▶ **TO BE DONE**
Copy out every one of the following items word for word, with no changes.

Coordinate annotation items
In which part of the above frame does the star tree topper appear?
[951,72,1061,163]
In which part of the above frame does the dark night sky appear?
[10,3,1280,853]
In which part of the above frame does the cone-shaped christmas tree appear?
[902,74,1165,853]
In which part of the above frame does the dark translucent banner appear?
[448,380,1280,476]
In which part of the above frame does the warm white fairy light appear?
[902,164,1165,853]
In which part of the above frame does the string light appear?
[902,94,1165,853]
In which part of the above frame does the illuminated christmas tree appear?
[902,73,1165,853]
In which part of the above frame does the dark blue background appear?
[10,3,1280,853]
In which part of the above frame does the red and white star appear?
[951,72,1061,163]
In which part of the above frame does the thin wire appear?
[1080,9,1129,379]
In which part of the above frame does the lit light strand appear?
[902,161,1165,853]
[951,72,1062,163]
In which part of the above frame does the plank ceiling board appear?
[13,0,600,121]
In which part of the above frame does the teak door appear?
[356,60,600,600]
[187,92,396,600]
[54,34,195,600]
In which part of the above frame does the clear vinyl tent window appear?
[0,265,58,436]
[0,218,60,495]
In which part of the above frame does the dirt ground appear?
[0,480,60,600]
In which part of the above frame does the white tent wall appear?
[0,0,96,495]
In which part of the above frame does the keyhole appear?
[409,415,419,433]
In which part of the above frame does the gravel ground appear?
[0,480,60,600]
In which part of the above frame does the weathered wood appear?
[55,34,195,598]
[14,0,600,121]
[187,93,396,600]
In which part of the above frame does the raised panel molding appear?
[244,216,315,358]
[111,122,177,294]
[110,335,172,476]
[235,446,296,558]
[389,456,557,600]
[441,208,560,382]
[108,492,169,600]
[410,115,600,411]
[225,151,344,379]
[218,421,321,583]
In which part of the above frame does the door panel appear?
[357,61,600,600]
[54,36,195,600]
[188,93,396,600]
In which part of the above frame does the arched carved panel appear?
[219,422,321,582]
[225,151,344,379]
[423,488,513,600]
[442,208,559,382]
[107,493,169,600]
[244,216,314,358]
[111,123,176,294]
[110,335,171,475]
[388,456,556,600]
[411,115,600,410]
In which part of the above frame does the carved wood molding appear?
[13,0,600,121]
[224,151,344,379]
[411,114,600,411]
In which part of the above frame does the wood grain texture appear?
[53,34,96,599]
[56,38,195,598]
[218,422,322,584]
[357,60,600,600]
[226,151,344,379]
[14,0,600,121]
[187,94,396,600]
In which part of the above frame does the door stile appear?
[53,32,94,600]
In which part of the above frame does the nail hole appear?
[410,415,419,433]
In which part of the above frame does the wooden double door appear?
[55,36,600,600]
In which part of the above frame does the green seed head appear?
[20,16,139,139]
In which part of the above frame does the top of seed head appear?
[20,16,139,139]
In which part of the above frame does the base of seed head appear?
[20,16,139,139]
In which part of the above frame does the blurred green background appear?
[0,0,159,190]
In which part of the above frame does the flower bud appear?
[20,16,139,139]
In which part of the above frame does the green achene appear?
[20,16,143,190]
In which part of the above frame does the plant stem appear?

▶ **FULL SOLUTION**
In which part of the above frame does the star tree topper appear?
[951,72,1061,163]
In which part of the above frame does the dark night sky appear?
[10,3,1280,853]
In which part of the above frame does the cone-shaped christmas tree appear?
[902,74,1165,853]
In which part of the above frame does the dark translucent banner appear?
[448,380,1280,476]
In which part of the above frame does the warm white fairy light appear?
[902,164,1165,853]
In which part of the above frame does the string light appear?
[902,94,1165,853]
In which part of the above frame does the illuminated christmas tree appear?
[902,73,1165,853]
In which part of the above frame does the dark blue background appear?
[10,3,1280,853]
In which part of the above frame does the red and white star appear?
[951,72,1061,163]
In which part of the above frame does the thin wire appear?
[1080,9,1129,379]
In which part of the above frame does the lit light strand appear?
[902,161,1165,853]
[951,72,1062,163]
In which part of the above frame does the plank ceiling board appear?
[13,0,600,121]
In which part of the above frame does the teak door appear?
[356,60,600,600]
[187,92,396,600]
[54,34,195,600]
In which part of the above frame does the clear vinyl tent window appear?
[0,265,58,436]
[0,218,60,495]
In which part of the above frame does the dirt ground appear?
[0,480,60,600]
In which part of the above frame does the white tent wall appear?
[0,0,96,495]
In which part of the above frame does the keyhole appear?
[409,415,419,433]
In which part of the above frame does the gravel ground appear?
[0,480,60,600]
In which part of the above frame does the weathered wood appear?
[55,34,195,598]
[14,0,600,121]
[187,93,396,600]
In which part of the above frame does the raised panel molding appear?
[244,216,315,358]
[111,122,177,294]
[110,335,172,476]
[235,446,296,558]
[389,456,557,600]
[441,208,560,382]
[108,492,169,600]
[410,115,600,411]
[225,151,344,379]
[218,421,321,583]
In which part of the above frame does the door panel appear?
[357,61,600,600]
[54,36,195,600]
[188,93,396,600]
In which part of the above frame does the arched carved panel appear?
[219,422,321,582]
[225,151,344,379]
[423,488,513,600]
[442,208,559,382]
[107,493,169,600]
[244,216,314,358]
[111,123,176,294]
[110,335,171,475]
[388,456,556,600]
[411,115,600,410]
In which part of the above frame does the carved wood molding appear?
[13,0,600,121]
[224,151,344,379]
[411,114,600,411]
In which part of the above frame does the wood grain texture appear?
[53,34,96,599]
[56,38,195,598]
[218,422,322,584]
[357,60,600,600]
[226,151,344,379]
[14,0,600,121]
[187,94,396,600]
In which part of the above frame does the door stile appear?
[53,32,94,600]
In which part of the above frame does the nail hole appear?
[410,415,419,433]
In which part of the above frame does the wooden double door appear?
[55,36,600,600]
In which part of the above frame does the green seed head appear?
[20,16,139,139]
In which part of the above frame does the top of seed head appear?
[20,16,139,139]
In which part of the above frame does the base of seed head appear?
[20,16,139,139]
In which part of the above frame does the blurred green background appear?
[0,0,159,190]
In which part of the above frame does the flower bud appear?
[20,16,139,139]
In which part of the above frame does the green achene appear?
[20,16,143,190]
In which part of the above frame does the plant stem appear?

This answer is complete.